*本文*:
• • • • • • •
「小規模事業者持続化補助金」というものがあるのは知っているけれど、うちの事業ではどのように活用すれば良いのかわからない。こんなことでお困りではありませんか?
小規模事業者持続化補助金は、販路の開拓や拡大に必要な費用を補助するものですが、具体的にどのような経費が対象となるのか少しイメージしづらいですよね。
そこで、本記事では補助金の活用事例を「飲食業」「小売業」「サービス業」「製造業」「宿泊業」の業種別に紹介します。
これを読んで、ご自身の事業でどう活用するかイメージしていただければ幸いです。
小規模事業者持続化補助金のおさらい
まずは、小規模事業者持続化補助金の制度について簡単におさらいしたいと思います。
すでにこの補助金について熟知しているという方はこの章を飛ばして、次の活用事例の紹介からお読みください。
補助金の概要
小規模事業者持続化補助金は、経済産業省が行なっている「中小企業生産性革命推進事業」のうちの一つです。
この事業はその名の通り、中小企業の生産性を向上させることが目的なのですが、それを金銭的に支援するために3つの補助金が用意されています。
その3つが「ものづくり補助金」「IT導入補助金」「小規模事業者持続化補助金」です。
「ものづくり補助金」「IT導入補助金」の詳細については、こちらの記事(https://kashinoya.co.jp/news/497)で解説していますので、ご興味があれば併せてご覧ください。
• • • • • • •
*データ項目*:
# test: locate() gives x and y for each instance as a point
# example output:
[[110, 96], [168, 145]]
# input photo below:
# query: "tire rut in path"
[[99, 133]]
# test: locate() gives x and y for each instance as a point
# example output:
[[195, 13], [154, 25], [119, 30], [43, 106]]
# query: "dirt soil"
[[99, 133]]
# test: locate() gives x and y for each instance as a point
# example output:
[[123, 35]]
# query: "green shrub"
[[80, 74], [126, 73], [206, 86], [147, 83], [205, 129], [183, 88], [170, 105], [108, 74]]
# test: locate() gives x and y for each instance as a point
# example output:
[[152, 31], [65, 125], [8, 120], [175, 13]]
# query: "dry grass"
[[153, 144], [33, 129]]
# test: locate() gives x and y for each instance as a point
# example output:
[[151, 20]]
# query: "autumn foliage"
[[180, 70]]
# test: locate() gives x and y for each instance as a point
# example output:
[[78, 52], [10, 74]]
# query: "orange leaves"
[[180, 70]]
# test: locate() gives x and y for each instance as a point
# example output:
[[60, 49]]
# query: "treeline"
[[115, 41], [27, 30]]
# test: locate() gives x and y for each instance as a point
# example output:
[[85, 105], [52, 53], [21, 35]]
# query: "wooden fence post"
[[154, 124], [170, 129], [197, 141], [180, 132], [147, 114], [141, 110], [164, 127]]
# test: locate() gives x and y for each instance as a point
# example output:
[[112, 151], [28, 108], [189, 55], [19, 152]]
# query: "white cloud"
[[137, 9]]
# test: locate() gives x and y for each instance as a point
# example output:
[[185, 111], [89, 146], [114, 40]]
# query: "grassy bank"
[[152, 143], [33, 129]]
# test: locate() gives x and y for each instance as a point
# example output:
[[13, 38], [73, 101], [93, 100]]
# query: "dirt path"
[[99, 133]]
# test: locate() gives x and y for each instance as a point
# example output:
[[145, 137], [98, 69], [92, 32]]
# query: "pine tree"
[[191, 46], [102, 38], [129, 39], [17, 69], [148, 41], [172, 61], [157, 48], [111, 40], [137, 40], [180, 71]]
• • • • • • •
*課題内容*: 小規模事業者持続化補助金を扱った本文の続きを、最後の文の直後から書き進めてください。 これらの項目は、本文とは別の出典から取られたものです。

*回答*:
さて、小規模事業者持続化補助金は「販路の開拓・拡大」に取り組む際に活用できます。
具体的には、以下の経費が補助の対象です。
①機械装置等費、②広報費、③展示会等出展費、④旅費、⑤開発費、⑥資料購入費、⑦雑役務費、⑧借料、⑨専門家謝金、⑩専門家旅費、⑪設備処分費、⑫委託費、⑬外注費
補助金の対象者
小規模事業者持続化補助金の対象者は「小規模事業者」です。
ここでの「小規模事業者」の定義は、
・商業・サービス業(宿泊・娯楽業を除く)は、常時使用する従業員の数が5 人以下
・宿泊・娯楽業は、常時使用する従業員の数が20人以下
・製造業その他は、常時使用する従業員の数が20人以下
の事業者とされています。
補助金の種類
小規模事業者持続化補助金には、「一般型」と「低感染リスク型ビジネス枠」の2種類があります。
まず、「一般型」は、販路開拓や生産性を向上させるための取組に必要な費用の一部を支援するものです。要した費用の2/3が補助されますが、上限は50万円までとなっています。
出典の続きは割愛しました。